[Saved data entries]
'''

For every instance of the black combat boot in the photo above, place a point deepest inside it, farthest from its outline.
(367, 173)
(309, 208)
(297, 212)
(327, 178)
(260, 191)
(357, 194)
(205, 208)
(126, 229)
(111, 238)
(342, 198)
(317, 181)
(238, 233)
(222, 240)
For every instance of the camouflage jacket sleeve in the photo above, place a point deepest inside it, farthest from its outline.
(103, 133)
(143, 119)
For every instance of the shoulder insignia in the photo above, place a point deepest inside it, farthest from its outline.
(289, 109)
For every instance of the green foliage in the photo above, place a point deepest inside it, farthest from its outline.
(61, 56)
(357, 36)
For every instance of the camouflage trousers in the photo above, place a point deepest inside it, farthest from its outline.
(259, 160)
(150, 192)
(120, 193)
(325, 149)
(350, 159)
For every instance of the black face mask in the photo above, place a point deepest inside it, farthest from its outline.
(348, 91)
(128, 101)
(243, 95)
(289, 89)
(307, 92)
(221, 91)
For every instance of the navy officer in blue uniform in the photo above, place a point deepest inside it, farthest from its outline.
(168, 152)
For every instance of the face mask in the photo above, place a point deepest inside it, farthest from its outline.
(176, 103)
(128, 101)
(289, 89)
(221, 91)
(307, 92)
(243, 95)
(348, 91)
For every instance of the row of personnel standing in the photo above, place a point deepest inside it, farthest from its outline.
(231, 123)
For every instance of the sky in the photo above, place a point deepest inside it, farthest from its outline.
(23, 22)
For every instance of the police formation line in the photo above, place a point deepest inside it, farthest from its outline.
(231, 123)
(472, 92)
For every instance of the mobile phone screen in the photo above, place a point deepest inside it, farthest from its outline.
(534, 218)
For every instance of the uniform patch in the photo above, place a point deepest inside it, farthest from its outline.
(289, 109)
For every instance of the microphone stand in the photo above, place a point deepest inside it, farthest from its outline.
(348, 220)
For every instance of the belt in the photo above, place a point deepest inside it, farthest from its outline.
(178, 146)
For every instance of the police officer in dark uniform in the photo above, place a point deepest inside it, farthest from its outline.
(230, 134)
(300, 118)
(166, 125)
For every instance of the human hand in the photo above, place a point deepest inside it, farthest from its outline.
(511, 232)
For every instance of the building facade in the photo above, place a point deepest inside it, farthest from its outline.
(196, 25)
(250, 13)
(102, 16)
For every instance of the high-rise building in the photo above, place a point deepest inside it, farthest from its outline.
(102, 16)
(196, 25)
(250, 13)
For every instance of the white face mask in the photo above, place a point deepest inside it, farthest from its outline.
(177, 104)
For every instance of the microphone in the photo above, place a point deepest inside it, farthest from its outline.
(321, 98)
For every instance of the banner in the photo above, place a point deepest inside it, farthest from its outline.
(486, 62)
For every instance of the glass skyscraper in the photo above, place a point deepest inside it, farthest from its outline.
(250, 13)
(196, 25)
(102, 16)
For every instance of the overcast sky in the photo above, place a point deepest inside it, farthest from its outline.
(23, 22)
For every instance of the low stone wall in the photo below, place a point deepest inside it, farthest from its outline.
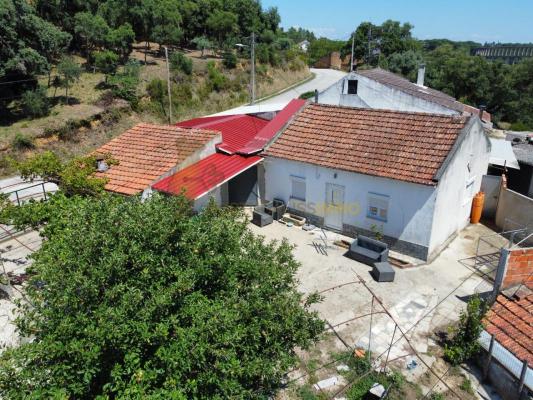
(501, 379)
(519, 268)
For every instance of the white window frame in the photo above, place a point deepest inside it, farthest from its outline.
(356, 86)
(469, 190)
(378, 206)
(298, 180)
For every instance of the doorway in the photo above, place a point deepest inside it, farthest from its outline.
(334, 206)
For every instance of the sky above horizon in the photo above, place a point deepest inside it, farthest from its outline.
(476, 20)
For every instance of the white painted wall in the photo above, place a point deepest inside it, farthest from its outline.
(410, 205)
(454, 200)
(202, 202)
(373, 94)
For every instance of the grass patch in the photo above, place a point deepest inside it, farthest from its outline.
(22, 142)
(466, 386)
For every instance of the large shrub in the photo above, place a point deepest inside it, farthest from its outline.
(180, 63)
(133, 299)
(35, 102)
(464, 343)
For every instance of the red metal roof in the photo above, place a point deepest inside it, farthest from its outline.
(265, 136)
(237, 130)
(205, 175)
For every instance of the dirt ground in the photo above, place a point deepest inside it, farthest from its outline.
(363, 314)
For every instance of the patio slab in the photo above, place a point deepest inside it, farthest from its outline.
(428, 295)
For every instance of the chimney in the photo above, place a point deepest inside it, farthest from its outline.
(421, 75)
(481, 111)
(101, 165)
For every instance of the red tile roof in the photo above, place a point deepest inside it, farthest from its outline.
(510, 321)
(267, 134)
(205, 175)
(145, 152)
(390, 79)
(392, 144)
(237, 130)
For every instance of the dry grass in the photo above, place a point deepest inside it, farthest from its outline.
(86, 93)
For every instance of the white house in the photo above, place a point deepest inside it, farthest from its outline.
(304, 45)
(378, 88)
(409, 176)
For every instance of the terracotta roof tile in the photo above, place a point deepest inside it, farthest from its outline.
(392, 144)
(510, 321)
(390, 79)
(145, 152)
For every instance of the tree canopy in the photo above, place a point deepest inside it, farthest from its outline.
(29, 46)
(133, 299)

'''

Job >> Could you rewrite these entries as a numbered list, omitting blank lines and leaving the pictures out of the answer?

Result for this task >>
1. For every instance of the black combat boot in the photo above, place a point deepest inside it, farthest from its outline.
2. (367, 173)
3. (309, 208)
4. (297, 212)
5. (327, 178)
6. (260, 191)
7. (357, 194)
8. (205, 208)
9. (126, 229)
10. (111, 238)
11. (342, 198)
12. (317, 181)
13. (238, 233)
14. (222, 240)
15. For every instance of the camouflage jacket sleeve in the photo above, place a point deepest inside it, farthest from its outline.
16. (103, 133)
17. (143, 119)
18. For every instance of the shoulder insignia in the photo above, place a point deepest inside it, farthest from its outline.
19. (289, 109)
20. For every instance of the green foliage in the photo above, place a point deepest inside it, farthest from its outline.
21. (61, 56)
22. (357, 36)
23. For every instance of the camouflage trousers in the photo above, place a point deepest inside it, farthest from its outline.
24. (259, 160)
25. (150, 192)
26. (120, 193)
27. (325, 149)
28. (350, 159)
29. For every instance of the black face mask in the photo above, place a point deepest inside it, farthest from its outline.
30. (348, 91)
31. (128, 101)
32. (243, 95)
33. (289, 89)
34. (307, 92)
35. (221, 91)
36. For every instance of the navy officer in blue uniform in the photo above, place a point deepest inside it, farthest from its outline.
37. (168, 152)
38. For every instance of the face mask in the photo above, place a point deepest inside it, farthest from its outline.
39. (176, 103)
40. (128, 101)
41. (289, 89)
42. (221, 91)
43. (307, 92)
44. (243, 95)
45. (348, 91)
46. For every instance of the row of personnel standing in the photo above, place a point deepest inside it, farthest from its outline.
47. (231, 123)
48. For every instance of the sky in the photo above, place a point deepest inside it, farthest from its outline.
49. (23, 22)
50. For every instance of the police formation line in the photo above, place a point deepest inside it, farthest from its outline.
51. (231, 123)
52. (472, 92)
53. For every instance of the mobile phone screen in the photo above, place a point deepest inside it, farthest from its outline.
54. (534, 218)
55. For every instance of the uniform patch in the photo above, place a point deepest inside it, farthest from its outline.
56. (289, 109)
57. For every instance of the microphone stand in the photo above, place a point deepest inside it, farthest from its outline.
58. (348, 220)
59. For every instance of the belt in the photo above, place a point deepest inside it, farthest from its outline.
60. (178, 146)
61. For every instance of the police officer in dark uniform in the photo above, place a point deepest inside it, farthest from its outline.
62. (230, 134)
63. (300, 118)
64. (166, 125)
65. For every instance of the human hand in the photo above, place a point deepest inside it, farthest from its outline.
66. (511, 232)
67. For every instance of the building facade in the photo above, place a point deepest inside it, farthest from its outline.
68. (196, 25)
69. (250, 13)
70. (102, 16)
71. For every instance of the high-rise building in the photo above, place a point deepest inside it, farthest from its outline.
72. (102, 16)
73. (196, 25)
74. (250, 13)
75. For every instance of the white face mask in the photo above, place a point deepest inside it, farthest from its outline.
76. (177, 104)
77. For every instance of the microphone in the photo above, place a point deepest inside it, farthest from its outline.
78. (321, 98)
79. For every instance of the banner in the photo above, place a point deepest inside it, farthest from its outline.
80. (486, 62)
81. For every instance of the glass skyscraper in the photo above, place a point deepest inside it, farthest from its outline.
82. (250, 13)
83. (196, 25)
84. (102, 16)
85. For every instance of the overcast sky in the photo above, place a point deepest inside it, farthest from its outline.
86. (23, 22)
87. For every instance of the low stone wall in the photo below, place a point deepest inside it, farthest from its outline.
88. (501, 379)
89. (519, 268)
90. For every instance of the white window frame in the photo above, place a point deepest inside it, farthest from its outline.
91. (356, 86)
92. (469, 190)
93. (378, 206)
94. (298, 180)
95. For every instance of the doorway in the photo above, place a point deepest inside it, farthest from its outline.
96. (334, 206)
97. For every instance of the sky above horizon in the photo above, place a point deepest inside it, farthest from its outline.
98. (476, 20)
99. For every instance of the white painted wall in the photo above, place a point deepest inside it, farthest from its outline.
100. (410, 205)
101. (454, 200)
102. (202, 202)
103. (373, 94)
104. For every instance of the grass patch in the photo above, place a point deepest inside it, farthest from its outline.
105. (22, 142)
106. (466, 386)
107. For every instance of the large shrub in the photo above, place a point deepest inside it, farthest from its outline.
108. (180, 63)
109. (133, 299)
110. (35, 102)
111. (464, 343)
112. For every instance of the red metal roof in the photo above, place a point deepest inside it, farthest from its outline.
113. (265, 136)
114. (237, 130)
115. (205, 175)
116. For every instance of the dirt ground in the photo above, place a point deepest inside it, farthest from its outline.
117. (363, 314)
118. For every instance of the patio slab in the photo above, place a point deepest inside it, farthest from its outline.
119. (428, 295)
120. For every instance of the chimney in the photo above, place a point deepest inside it, farthest from its outline.
121. (421, 75)
122. (481, 111)
123. (101, 165)
124. For every instance of the red tile roof in the photo above, place a point deepest inside it, farthest from its outline.
125. (510, 321)
126. (267, 134)
127. (205, 175)
128. (145, 152)
129. (390, 79)
130. (392, 144)
131. (237, 130)
132. For every instance of the dry grass in the photo above, place a point deepest inside it, farthest from its outline.
133. (86, 93)
134. For every instance of the white house in the photo above, place a point deepest inside it, farthest from its outline.
135. (304, 45)
136. (378, 88)
137. (409, 176)
138. For every instance of the terracotta roof tile in the photo above, place a point deepest inside it, farthest from its outline.
139. (392, 144)
140. (510, 321)
141. (390, 79)
142. (145, 152)
143. For every instance of the tree canopy in the photo above, place a point deepest inside it, farthest from its outline.
144. (29, 46)
145. (133, 299)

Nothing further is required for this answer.